(Dataset entries)
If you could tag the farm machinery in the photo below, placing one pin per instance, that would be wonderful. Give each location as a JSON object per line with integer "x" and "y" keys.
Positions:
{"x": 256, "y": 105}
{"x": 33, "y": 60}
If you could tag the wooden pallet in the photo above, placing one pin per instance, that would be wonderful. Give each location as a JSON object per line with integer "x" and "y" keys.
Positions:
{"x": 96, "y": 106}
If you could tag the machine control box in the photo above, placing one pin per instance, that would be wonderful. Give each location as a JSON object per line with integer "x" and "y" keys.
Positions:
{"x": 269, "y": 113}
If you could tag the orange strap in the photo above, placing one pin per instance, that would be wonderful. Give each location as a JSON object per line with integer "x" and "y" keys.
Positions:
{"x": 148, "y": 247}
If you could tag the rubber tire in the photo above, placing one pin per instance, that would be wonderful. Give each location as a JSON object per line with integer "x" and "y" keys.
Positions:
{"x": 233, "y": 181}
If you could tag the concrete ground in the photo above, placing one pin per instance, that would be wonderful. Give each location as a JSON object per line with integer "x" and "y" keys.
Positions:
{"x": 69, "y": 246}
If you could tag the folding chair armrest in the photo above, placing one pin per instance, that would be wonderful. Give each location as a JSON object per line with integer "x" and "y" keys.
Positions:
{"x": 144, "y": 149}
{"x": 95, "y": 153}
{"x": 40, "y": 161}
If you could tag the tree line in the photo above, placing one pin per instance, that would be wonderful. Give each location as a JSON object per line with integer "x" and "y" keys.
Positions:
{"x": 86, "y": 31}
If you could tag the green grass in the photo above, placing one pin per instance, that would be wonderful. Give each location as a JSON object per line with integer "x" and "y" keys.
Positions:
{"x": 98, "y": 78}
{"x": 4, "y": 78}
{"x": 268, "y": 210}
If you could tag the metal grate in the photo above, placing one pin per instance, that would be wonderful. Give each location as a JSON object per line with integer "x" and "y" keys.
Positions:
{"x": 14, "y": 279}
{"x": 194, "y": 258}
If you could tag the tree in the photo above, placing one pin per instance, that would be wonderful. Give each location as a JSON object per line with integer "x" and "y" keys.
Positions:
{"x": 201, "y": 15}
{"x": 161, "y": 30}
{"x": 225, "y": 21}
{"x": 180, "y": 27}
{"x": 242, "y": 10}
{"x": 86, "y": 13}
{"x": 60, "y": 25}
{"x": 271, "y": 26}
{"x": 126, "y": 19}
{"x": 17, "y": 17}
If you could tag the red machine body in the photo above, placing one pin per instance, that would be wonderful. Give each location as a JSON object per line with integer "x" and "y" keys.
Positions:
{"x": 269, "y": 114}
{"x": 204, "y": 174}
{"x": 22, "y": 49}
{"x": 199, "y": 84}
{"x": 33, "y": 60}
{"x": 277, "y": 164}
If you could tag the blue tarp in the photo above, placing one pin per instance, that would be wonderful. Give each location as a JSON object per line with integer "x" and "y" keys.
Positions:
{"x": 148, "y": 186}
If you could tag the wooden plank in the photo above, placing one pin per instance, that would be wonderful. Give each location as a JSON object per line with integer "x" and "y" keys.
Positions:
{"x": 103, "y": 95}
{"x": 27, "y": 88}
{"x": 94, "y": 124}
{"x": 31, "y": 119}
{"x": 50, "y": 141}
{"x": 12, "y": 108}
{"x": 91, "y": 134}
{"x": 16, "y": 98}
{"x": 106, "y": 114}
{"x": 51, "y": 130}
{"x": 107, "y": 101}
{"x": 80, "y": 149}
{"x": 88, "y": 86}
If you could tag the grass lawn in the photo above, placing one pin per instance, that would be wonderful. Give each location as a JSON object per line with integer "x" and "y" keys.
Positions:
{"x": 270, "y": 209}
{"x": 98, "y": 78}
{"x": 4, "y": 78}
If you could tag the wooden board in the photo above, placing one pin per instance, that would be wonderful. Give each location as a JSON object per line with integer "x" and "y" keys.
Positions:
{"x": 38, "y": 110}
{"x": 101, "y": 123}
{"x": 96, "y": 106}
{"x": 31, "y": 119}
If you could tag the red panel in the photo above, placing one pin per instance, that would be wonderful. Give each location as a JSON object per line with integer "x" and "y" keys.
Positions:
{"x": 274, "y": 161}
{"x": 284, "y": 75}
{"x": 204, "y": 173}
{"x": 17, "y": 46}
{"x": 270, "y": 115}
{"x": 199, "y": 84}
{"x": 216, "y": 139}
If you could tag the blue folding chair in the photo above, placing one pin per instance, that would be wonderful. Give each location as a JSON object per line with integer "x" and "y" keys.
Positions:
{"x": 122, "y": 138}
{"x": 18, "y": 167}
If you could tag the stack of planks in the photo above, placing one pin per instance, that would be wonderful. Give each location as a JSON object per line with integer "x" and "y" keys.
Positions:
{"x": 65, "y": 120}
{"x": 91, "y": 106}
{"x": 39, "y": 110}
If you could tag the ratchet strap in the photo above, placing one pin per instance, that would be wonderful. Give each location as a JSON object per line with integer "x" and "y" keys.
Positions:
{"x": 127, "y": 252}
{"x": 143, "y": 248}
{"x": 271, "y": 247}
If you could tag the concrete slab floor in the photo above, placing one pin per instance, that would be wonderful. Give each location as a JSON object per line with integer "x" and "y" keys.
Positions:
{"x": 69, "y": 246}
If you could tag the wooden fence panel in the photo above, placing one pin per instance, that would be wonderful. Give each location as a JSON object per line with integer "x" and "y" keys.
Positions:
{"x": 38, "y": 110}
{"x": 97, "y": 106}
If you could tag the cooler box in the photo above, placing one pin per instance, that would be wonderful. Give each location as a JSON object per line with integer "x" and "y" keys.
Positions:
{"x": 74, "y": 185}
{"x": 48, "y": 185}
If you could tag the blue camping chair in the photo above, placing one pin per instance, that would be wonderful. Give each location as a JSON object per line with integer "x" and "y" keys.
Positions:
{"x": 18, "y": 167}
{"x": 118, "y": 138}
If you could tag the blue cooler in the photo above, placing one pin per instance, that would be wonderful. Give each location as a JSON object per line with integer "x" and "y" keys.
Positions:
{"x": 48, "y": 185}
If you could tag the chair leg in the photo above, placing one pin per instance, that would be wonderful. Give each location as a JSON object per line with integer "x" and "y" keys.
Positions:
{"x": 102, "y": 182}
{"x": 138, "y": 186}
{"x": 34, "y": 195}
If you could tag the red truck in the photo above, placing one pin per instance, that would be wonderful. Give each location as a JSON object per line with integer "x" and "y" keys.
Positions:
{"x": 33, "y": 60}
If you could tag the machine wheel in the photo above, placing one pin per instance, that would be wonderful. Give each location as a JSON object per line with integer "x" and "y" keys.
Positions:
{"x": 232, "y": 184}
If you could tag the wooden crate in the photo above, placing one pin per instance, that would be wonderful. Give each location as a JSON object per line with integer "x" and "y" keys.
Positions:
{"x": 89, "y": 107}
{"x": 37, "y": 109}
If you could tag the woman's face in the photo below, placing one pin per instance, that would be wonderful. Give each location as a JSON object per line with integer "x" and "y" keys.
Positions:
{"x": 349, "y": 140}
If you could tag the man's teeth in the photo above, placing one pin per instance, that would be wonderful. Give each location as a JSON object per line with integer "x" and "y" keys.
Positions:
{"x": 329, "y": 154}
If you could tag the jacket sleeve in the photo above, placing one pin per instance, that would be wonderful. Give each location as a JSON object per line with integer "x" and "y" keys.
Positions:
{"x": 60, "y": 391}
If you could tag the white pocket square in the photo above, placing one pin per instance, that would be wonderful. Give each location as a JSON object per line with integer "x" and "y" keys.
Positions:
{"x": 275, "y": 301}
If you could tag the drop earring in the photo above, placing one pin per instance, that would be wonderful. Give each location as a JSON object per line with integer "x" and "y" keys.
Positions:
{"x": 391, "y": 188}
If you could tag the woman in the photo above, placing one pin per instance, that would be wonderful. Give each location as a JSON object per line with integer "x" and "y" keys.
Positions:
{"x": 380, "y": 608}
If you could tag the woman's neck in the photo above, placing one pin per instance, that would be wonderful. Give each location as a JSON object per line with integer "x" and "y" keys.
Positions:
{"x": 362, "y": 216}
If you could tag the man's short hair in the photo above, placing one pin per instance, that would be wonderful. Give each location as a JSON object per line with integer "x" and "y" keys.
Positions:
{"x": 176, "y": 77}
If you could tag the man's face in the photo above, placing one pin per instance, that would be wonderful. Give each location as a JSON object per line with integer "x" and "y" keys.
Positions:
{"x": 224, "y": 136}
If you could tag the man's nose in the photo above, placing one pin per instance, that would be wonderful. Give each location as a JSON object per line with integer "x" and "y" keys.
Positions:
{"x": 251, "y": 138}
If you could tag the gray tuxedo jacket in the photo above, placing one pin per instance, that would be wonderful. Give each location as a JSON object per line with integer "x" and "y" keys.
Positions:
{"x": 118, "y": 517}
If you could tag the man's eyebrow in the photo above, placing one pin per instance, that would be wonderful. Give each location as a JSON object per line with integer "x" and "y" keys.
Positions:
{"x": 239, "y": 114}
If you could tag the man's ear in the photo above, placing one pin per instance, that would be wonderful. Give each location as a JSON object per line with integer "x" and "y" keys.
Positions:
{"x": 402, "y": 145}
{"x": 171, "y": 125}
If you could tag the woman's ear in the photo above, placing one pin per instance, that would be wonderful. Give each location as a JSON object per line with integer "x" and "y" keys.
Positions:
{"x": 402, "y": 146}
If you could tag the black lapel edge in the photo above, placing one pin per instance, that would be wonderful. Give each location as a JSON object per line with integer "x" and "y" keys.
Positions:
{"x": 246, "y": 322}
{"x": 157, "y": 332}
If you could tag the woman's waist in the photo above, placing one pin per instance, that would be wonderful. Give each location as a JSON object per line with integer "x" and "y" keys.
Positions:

__WORK REQUIRED__
Output the line holding "If you could tag the woman's waist", then every later line through the end of the records above, exactly as given and nothing else.

__OUTPUT__
If you could tag the woman's waist in the photo above, placing one pin per instance, that would be wonderful. Give each location as a JSON object per line with integer "x" and "y" keys.
Positions:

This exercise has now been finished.